• [Page excerpt]:
* * *
- Lobby card
- Directed by: Henry Cass
- Written by: Peter Bryan
- Produced by: Bill Luckwell
- Starring: Sydney Tafler
- Cinematography: James Wilson
- Edited by: Robert Jordan Hill (as Robert Hill)
- Music by: Wilfred Burns
- Production company: Jaywell Productions
- Distributed by: Eros Films
- Release date: 1957;
- Running time: 72 minutes
- Country: United Kingdom
- Language: English

= Booby Trap (film) =

1957 film by Henry Cass

Booby Trap is a 1957 black and white British comedy drama 'B' film, directed by Henry Cass and starring Tony Quinn, Harry Fowler and Sidney Tafler. It was written by Peter Bryan.

==Plot==
Professor Hasdane has invented an explosive fountain pen, which will explode if it hears the first chime of Big Ben. The absent-minded professor leaves his briefcase, containing the pen, in a taxi. The next customer in the taxi, Sammy the spiv, takes the case. He pawns the pen. Sammy and Hasdane subsequently trace the pen to a seedy club operated by narcotics gangster Hunter, who distributes his drugs in mock fountain pens. Hunter unwittingly mixes up the Professor's pen with his own pens, and escapes pursued by the police. His car explodes when Big Ben chimes over the car radio.

==Cast==
- Tony Quinn as Professor Hasdane
- Harry Fowler as Sammy
- Sydney Tafler as Mr. Hunter
- Patti Morgan as Jackie
- Jacques Cey as Bentley
- Richard Shaw as Paul Richards

==Crititical reception==
The Monthly Film Bulletin wrote: "A lively, if juvenile, idea is sacrificed after the opening scenes, promising a suspense which never materialises. The development of this uninspired thriller is thin, the characters are pasteboard and the production is sparing."
* * *
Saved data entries
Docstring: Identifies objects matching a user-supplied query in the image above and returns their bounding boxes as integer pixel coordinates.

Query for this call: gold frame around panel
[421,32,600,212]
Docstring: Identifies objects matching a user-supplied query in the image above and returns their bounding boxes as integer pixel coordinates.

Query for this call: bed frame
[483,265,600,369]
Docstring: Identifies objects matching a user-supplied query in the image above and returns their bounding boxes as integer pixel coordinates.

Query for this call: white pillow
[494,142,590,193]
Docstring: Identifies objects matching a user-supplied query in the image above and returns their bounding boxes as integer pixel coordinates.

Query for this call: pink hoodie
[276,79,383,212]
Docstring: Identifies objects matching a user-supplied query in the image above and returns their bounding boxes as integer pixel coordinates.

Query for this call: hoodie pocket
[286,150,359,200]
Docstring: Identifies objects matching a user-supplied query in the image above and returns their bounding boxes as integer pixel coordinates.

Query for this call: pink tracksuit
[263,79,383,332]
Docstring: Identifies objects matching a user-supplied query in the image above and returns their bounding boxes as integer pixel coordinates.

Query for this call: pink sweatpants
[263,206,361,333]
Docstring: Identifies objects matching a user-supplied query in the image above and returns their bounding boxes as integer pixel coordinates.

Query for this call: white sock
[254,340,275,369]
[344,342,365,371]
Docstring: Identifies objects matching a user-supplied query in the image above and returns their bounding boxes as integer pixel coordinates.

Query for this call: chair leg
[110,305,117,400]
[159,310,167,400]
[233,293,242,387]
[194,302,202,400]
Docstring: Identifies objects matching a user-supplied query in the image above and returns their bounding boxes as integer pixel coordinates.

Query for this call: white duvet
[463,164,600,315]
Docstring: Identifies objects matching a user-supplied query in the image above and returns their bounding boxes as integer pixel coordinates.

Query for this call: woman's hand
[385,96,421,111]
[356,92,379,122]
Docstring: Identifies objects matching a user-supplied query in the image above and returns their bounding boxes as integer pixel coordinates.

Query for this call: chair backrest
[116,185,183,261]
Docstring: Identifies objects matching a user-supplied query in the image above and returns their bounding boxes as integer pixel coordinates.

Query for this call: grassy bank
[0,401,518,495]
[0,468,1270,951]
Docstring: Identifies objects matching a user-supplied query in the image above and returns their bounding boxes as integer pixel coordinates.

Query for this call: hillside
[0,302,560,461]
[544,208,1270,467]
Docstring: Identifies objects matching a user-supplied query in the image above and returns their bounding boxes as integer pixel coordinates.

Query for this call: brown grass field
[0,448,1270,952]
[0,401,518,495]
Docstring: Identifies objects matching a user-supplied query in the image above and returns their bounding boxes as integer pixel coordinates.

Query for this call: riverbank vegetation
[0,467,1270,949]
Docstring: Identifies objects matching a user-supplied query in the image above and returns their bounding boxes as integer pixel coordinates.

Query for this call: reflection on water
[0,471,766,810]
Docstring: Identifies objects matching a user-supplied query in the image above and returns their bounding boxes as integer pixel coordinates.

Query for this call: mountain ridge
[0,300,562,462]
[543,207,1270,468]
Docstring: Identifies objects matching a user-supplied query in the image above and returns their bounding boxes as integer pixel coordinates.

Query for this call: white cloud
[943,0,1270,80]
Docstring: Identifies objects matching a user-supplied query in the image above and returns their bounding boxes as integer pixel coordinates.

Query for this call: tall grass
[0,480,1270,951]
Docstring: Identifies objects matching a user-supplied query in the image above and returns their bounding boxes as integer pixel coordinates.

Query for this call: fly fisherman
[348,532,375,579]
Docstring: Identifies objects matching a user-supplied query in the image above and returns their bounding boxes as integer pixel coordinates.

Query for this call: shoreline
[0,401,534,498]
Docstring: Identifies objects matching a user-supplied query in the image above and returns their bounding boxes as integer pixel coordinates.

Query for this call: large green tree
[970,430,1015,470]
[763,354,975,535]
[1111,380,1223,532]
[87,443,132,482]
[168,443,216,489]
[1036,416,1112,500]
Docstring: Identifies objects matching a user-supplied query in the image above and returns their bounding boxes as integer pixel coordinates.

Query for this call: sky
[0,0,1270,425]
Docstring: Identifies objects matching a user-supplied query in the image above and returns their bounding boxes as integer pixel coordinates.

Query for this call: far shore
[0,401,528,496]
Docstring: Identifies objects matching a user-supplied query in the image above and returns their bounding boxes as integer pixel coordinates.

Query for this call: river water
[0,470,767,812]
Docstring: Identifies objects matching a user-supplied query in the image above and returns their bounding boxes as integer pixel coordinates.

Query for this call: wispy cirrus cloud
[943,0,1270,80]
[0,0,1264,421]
* * *
• [Activity list]:
1. According to the Booby Trap article, what will make Professor Hasdane's fountain pen explode?
2. Reproduce the Booby Trap article's text between "1957 film by" and "by Peter Bryan.", inclusive.

• [Per-task answers]:
1. The pen will explode if it hears the first chime of Big Ben.

2.
1957 film by Henry Cass

Booby Trap is a 1957 black and white British comedy drama 'B' film, directed by Henry Cass and starring Tony Quinn, Harry Fowler and Sidney Tafler. It was written by Peter Bryan.